### Page extract:
- - -

CON AIR A film review by Edwin Jahiel Copyright 1997 Edwin Jahiel
CON AIR ** Directed by Simon West. Written by Scott Rosenberg. Produced by Jerry Bruckheimer Pictures / Buena Vista Pictures.Photography, David Tattersall. Editing, Chris Lebenzon, Steve Mirkovich. Music, Mark Mancina, Trevor Rabin. Special effects, Computer Film Company / Dream Quest. Cast: Nicolas Cage (Cameron Poe), John Cusack (US Marshal Vince Larkin), John Malkovich ( Cyrus "The Virus" Grissom), Steve Buscemi ( Garland "The Marietta Mangler" Greene),Nick Chinlund (Billy "Billy Bedlam" Bedform), Rachel Ticotin ( Guard Sarah Bishop), Colm Meaney ( Agent Duncan Malloy), M.C. Gainey (Jimmy Earl "Swamp Thing" West), Ving Rhames (Nathan "Diamond Dog" Jones), Brendan Kelly ( Conrad), Mykelti Williamson (Baby O), Danny Trejo (John "Johnny 23" Baca), Renoly (Sally Can't Dance), et al. A Buena Vista release. 115 min. Rated R (extreme violence and language).
As I staggered from the excesses of "Con Air" into the daylight, I thought that the category this and many other pictures belong to is "Traction Movies," short for Trash and Action. What sets "Con Air" in a niche within Traction films, seems to be that no other film I remember has had such a colossal number of camera shots.

- - -

### Record set:
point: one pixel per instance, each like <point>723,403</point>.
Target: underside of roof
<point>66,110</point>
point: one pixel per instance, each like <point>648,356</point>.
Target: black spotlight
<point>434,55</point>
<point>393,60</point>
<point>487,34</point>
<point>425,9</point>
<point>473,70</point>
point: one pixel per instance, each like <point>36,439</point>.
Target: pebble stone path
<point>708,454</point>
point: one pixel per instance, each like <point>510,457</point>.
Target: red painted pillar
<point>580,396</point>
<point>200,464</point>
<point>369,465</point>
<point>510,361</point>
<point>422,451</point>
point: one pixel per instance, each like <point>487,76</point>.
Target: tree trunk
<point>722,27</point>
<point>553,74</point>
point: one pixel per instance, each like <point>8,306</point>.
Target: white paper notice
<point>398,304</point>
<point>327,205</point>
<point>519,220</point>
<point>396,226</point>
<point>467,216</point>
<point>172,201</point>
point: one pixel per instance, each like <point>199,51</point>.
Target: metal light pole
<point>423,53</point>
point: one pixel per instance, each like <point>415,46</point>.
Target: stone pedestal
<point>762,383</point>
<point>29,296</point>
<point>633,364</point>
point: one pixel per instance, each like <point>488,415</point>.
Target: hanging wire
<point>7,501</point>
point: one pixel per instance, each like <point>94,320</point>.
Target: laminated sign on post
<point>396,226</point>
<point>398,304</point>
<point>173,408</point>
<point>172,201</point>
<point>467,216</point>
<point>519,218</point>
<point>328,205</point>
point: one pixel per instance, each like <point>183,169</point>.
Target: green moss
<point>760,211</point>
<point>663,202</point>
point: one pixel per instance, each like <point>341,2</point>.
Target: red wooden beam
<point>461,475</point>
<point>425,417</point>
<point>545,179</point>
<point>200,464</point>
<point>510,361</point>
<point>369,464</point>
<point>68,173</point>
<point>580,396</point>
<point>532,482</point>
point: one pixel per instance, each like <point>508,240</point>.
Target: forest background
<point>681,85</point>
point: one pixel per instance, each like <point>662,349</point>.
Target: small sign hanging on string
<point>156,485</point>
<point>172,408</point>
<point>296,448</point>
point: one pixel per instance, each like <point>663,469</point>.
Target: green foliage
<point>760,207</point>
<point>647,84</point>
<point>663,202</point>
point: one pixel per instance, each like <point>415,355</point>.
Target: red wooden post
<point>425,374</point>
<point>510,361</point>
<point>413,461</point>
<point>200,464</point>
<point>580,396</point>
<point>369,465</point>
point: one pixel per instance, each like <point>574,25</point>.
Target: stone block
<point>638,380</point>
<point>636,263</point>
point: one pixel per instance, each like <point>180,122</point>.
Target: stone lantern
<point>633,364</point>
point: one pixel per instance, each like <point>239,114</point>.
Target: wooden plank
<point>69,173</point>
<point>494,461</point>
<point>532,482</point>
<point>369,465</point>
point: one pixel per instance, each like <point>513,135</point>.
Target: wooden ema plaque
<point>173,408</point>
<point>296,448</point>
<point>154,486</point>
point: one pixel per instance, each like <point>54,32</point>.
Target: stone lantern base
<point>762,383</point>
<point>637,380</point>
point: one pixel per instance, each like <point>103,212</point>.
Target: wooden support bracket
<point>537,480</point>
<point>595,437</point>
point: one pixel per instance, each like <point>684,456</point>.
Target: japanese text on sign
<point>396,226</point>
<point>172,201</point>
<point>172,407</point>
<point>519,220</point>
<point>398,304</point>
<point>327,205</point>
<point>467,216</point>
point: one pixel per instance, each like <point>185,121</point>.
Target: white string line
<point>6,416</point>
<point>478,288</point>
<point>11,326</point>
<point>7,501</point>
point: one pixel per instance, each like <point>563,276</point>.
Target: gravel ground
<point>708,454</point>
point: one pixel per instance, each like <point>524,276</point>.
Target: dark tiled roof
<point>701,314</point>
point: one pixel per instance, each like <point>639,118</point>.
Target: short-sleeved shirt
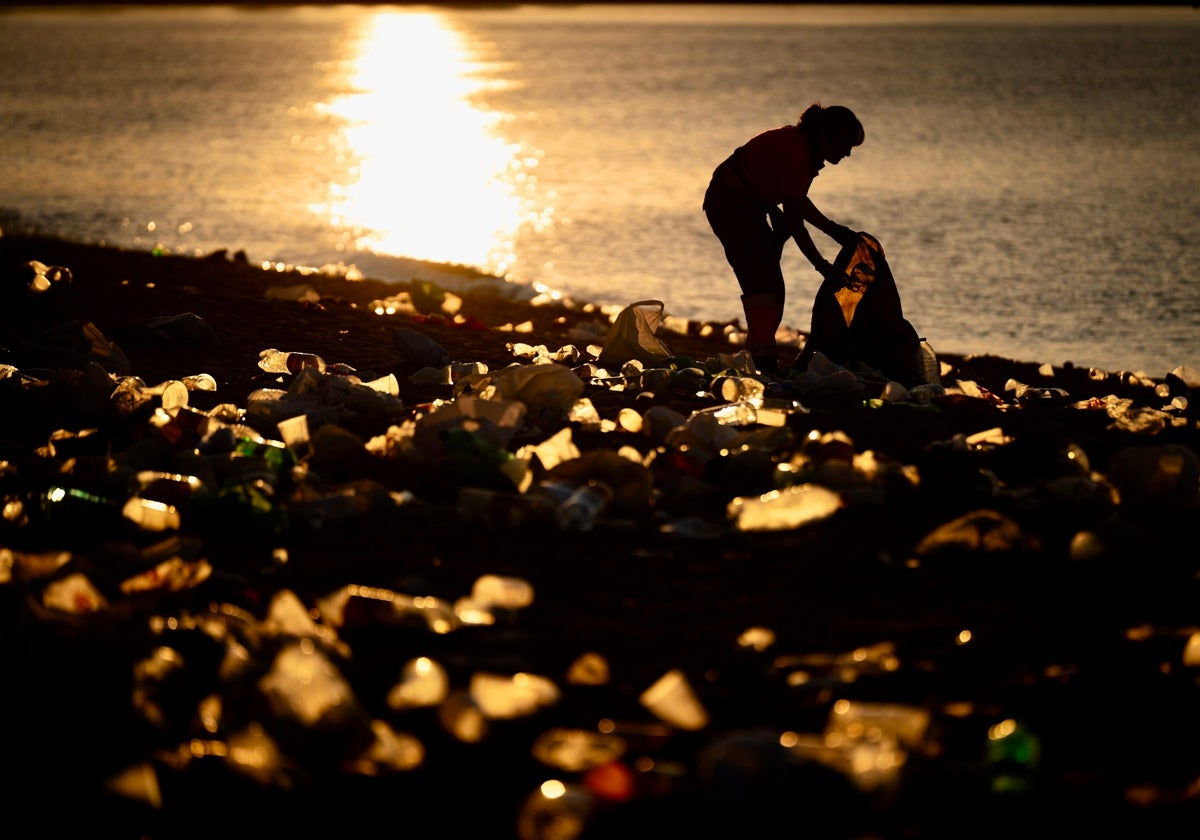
<point>777,165</point>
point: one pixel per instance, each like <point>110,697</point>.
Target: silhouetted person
<point>771,171</point>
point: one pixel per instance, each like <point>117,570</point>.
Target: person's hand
<point>829,273</point>
<point>844,235</point>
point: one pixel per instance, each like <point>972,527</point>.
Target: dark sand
<point>1073,569</point>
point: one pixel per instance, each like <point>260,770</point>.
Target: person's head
<point>832,132</point>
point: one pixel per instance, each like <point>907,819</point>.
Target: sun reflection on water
<point>429,174</point>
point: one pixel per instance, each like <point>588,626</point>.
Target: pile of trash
<point>177,663</point>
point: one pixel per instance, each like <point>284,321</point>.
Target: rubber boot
<point>765,313</point>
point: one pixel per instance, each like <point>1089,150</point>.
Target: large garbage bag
<point>857,317</point>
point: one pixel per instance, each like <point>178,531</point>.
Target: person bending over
<point>759,198</point>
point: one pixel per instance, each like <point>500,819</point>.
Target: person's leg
<point>753,251</point>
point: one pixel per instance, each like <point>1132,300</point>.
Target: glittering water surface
<point>1031,172</point>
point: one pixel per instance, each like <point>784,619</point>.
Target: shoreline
<point>1018,549</point>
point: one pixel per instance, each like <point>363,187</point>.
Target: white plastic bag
<point>633,336</point>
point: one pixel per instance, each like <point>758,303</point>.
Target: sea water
<point>1032,172</point>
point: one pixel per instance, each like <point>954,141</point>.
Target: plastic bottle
<point>281,361</point>
<point>583,507</point>
<point>930,369</point>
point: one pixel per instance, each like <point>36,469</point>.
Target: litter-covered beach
<point>432,567</point>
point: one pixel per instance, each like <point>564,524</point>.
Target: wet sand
<point>1015,557</point>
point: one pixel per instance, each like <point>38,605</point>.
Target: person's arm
<point>838,233</point>
<point>797,214</point>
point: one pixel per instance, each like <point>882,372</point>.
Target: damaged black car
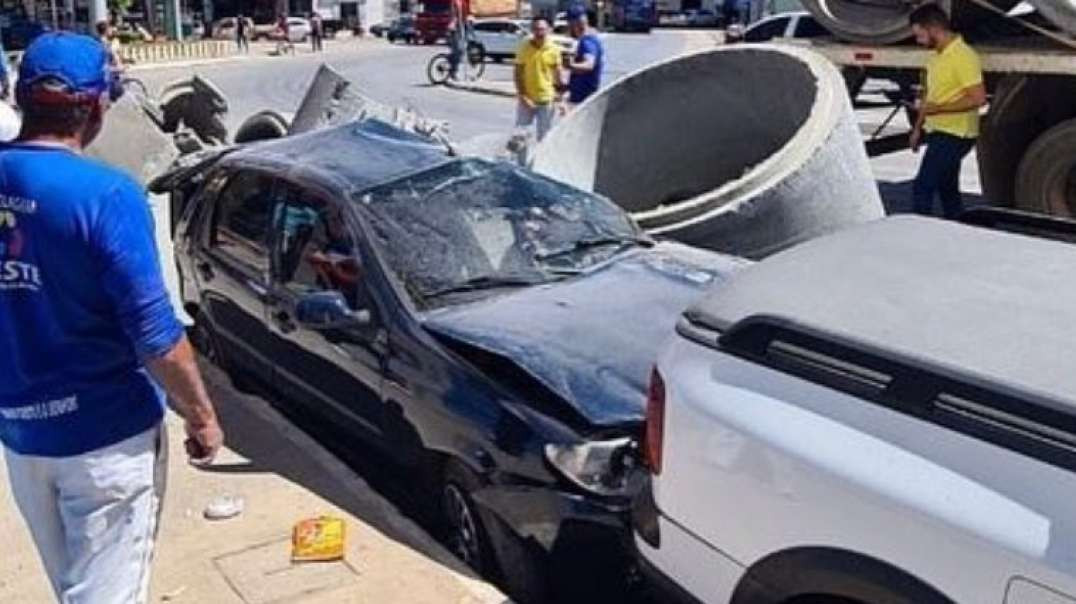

- - -

### To do:
#1 Using the Con Air review, decide whether each statement agrees with it. For each, answer yes or no and quote the deciding words.
(a) The film runs 115 minutes.
(b) Simon West wrote the film.
(c) Ving Rhames plays Nathan "Diamond Dog" Jones.
#2 List every person the Con Air review credits for editing or music.
#3 Answer these questions from the Con Air review.
(a) Who is credited with the special effects?
(b) What category name does the reviewer use, and what is it short for?
(c) Who plays Guard Sarah Bishop?

### Results in order:
#1
(a) Yes: "115 min."
(b) No: "Directed by Simon West. Written by Scott Rosenberg."
(c) Yes: "Ving Rhames (Nathan "Diamond Dog" Jones)"

#2 Chris Lebenzon, Steve Mirkovich, Mark Mancina, Trevor Rabin

#3
(a) Computer Film Company / Dream Quest
(b) "Traction Movies," short for Trash and Action
(c) Rachel Ticotin